PASSAGE TO READ ::

....

Lucky for us, the random forest had an outstanding performance on the cross validation set! The neural network did not perform terribly well however, so we will discard that model for now. Here is a simple visual representation of how the random forest performed. In fact there is almost very little to even see due to the fact that the predictions were so accurate.

## Simple plot to aid in visualization of the prediction results
plot(predict(modelRF, crossvalPC), crossval$classe, 
     col=c("red","blue","green","grey","orange"),
     xlab="Predicted Classe",
     ylab="True Classe",
     main="Plot of True Class by Predicted Classe")

plot of chunk unnamed-chunk-9

Notice the very solid consistent colors in each bar. This represents that the vast majority of the predictions were correct. We can see quickly that classe E was the easiest class to predict, while the other bars have thin slices of other colors present. You can see that some A predictions were actually B, some B predictions were actually C, and some C predictions were actually D.

Conclusion

It appears that this type of physical activity lends itself well to classification by a machine learning algorithm. We were able to very accurately predict movements using a random forest, and it is very fair to say that since it achieved an accuracy rate of over 97% on a cross validation set of almost 5000 observations, that that level of prediction accuracy should carry over to any new observations given to it.

....

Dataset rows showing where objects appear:

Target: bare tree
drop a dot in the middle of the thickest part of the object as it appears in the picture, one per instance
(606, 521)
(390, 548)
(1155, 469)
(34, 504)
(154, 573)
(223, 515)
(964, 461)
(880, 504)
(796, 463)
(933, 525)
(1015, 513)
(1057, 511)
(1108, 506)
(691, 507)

....

GOALS ::
1. According to the random forest passage, which classe was the easiest to predict?
2. Carry the random forest passage forward from its final sentence.

ANSWERS IN ORDER ::
1. Classe E

2.
Epilogue

On the submission portion of the assignment, I scored 19/20 on the first pass. The one that I missed I was able to guess what the correct answer was based on the colorful plot of True vs Predicted. My prediction was A, and since that was incorrect, I knew the next best guess was Blue, or in other words, B. 19/20 is a somewhat expected in fact. The chance of getting 19 right under the 97.88% accuracy rate we saw on the cross validation set is 28.2%, so not at all unexpected.

## Plot of binomial distribution for questions to get right out of 20
plot(0:20, dbinom(0:20, size=20, prob=.9788), 
     type="h", lwd=15, xlab="Number of questions answered correctly",
     ylab="Chance of that occuring",
     main="Binomial density plot for answers correct out of 20",
     sub="Probability of success is .9788")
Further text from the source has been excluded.